_Treść zadania_. Odszukaj w pozycjach poniżej każdy wiersz, w którym występuje słowo „positive”, i przepisz te wiersze.

_Dostarczony materiał_.
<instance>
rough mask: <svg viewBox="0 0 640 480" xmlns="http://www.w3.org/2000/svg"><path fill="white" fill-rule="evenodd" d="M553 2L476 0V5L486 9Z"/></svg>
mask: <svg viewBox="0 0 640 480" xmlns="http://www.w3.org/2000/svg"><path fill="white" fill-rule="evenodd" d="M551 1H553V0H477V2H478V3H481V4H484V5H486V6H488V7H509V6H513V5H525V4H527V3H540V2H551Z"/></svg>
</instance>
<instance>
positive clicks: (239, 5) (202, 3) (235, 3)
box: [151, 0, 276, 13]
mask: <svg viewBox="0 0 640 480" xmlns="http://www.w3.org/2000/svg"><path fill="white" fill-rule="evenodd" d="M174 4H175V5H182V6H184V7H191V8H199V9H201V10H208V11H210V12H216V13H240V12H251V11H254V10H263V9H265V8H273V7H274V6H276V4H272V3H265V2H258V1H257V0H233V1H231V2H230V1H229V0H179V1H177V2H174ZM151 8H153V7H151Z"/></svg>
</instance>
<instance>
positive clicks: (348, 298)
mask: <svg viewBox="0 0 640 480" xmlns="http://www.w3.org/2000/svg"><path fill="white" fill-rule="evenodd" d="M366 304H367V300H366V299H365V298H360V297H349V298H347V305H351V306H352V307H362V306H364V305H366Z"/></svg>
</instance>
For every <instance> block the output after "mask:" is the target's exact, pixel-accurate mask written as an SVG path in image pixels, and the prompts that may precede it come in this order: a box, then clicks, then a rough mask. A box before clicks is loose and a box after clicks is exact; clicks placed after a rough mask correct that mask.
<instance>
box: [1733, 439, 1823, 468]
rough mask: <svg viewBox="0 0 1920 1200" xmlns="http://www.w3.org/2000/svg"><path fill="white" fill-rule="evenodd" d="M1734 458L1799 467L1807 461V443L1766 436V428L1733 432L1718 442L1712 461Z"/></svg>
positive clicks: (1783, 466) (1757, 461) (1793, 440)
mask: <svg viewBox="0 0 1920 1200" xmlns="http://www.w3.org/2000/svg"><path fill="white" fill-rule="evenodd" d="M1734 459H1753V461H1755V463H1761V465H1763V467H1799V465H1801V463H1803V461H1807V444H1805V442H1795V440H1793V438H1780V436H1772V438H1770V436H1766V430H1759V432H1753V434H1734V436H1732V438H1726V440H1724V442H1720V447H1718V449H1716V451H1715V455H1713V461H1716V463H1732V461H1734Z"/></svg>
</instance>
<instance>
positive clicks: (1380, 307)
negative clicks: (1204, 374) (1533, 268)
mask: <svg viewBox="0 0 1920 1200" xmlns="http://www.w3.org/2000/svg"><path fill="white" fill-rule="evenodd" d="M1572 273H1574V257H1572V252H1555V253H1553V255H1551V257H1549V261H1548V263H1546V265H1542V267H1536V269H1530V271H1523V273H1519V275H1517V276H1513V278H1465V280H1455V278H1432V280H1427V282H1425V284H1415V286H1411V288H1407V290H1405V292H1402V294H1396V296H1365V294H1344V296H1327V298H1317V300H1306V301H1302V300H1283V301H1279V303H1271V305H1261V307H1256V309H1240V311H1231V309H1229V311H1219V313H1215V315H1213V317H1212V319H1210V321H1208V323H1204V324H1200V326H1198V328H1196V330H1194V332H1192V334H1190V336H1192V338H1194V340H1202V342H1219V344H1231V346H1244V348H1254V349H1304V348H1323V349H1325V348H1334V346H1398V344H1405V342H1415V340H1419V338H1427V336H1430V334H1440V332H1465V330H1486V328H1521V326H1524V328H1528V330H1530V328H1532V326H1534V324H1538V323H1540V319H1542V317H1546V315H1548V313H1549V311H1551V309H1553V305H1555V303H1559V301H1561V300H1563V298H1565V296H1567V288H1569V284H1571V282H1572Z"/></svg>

_Odpowiedź_.
positive clicks: (239, 5) (202, 3) (235, 3)
positive clicks: (348, 298)
positive clicks: (1783, 466) (1757, 461) (1793, 440)
positive clicks: (1380, 307)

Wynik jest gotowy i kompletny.